TASK OBJECTIVE: Reproduce the data below word for word.

▼▼▼

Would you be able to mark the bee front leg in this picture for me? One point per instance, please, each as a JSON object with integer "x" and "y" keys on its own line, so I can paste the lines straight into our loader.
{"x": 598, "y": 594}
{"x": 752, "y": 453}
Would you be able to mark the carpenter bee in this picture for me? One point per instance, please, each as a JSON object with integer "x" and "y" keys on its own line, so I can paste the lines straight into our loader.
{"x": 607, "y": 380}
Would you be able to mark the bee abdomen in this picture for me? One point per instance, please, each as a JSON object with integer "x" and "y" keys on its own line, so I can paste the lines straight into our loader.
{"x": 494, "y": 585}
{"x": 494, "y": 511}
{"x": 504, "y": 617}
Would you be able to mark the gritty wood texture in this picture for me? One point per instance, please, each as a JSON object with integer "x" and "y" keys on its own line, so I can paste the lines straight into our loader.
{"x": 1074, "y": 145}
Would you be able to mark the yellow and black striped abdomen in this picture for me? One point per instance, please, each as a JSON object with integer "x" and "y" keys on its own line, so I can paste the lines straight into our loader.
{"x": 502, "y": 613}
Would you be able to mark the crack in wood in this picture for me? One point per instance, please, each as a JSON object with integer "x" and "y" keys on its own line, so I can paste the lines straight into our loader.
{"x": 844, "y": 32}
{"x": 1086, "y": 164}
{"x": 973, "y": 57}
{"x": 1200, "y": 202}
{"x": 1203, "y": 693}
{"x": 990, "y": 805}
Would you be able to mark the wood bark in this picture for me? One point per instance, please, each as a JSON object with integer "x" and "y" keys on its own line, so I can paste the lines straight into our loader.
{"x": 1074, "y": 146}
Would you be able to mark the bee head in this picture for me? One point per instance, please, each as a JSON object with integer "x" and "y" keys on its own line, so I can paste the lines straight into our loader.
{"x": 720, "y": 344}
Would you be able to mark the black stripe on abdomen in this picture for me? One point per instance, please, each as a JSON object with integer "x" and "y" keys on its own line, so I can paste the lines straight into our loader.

▲▲▲

SOLUTION TO THE EXERCISE:
Would you be able to mark the bee front leg in this picture for me? One point per instance, please, each as a JSON object with integer "x" and "y" keys on its own line, so I can paste the lines straight into our loader.
{"x": 598, "y": 594}
{"x": 752, "y": 453}
Would you be able to mark the carpenter bee in this picture for me? One point per instance, please, each as a JSON object with integer "x" and "y" keys on its own line, so I can paste the lines straight into our loader.
{"x": 607, "y": 380}
Would you be able to mark the bee abdomen in this picture for me? One point per instance, please, each as a JSON object with integer "x" and "y" keys on its own line, so I can paste the lines straight into our loader.
{"x": 494, "y": 585}
{"x": 494, "y": 511}
{"x": 504, "y": 617}
Would you be able to mark the gritty wood texture in this picture for me? One point per instance, please, each as a JSON object with integer "x" and "y" keys on its own line, so I can paste the lines straight into our loader.
{"x": 1074, "y": 145}
Would you be able to mark the yellow and black striped abdomen in this picture for me? One point per instance, please, each as a JSON object with integer "x" and "y" keys on its own line, so I can paste the lines straight into our loader.
{"x": 502, "y": 613}
Would you be able to mark the crack in wood in this picture for me? One point per instance, please, each as a JSON object with integer "x" and "y" keys on its own line, so I can paste the lines straight into our loader.
{"x": 844, "y": 32}
{"x": 1086, "y": 164}
{"x": 973, "y": 57}
{"x": 1200, "y": 202}
{"x": 1203, "y": 693}
{"x": 990, "y": 805}
Would you be able to mark the wood bark in this picture for me? One point per instance, please, each as a JSON object with integer "x" and "y" keys on its own line, so I can paste the lines straight into our loader.
{"x": 1074, "y": 146}
Would you be able to mark the bee head in this picture for me? One point per instance, please, each as a JSON object with integer "x" and "y" keys on its own line, so I can paste the lines straight into our loader.
{"x": 720, "y": 344}
Would you be able to mark the black stripe on abdomen in this picture for me? One point per instance, please, each as a JSON object with integer "x" and "y" keys on its own line, so I can paste the lines straight into our loader.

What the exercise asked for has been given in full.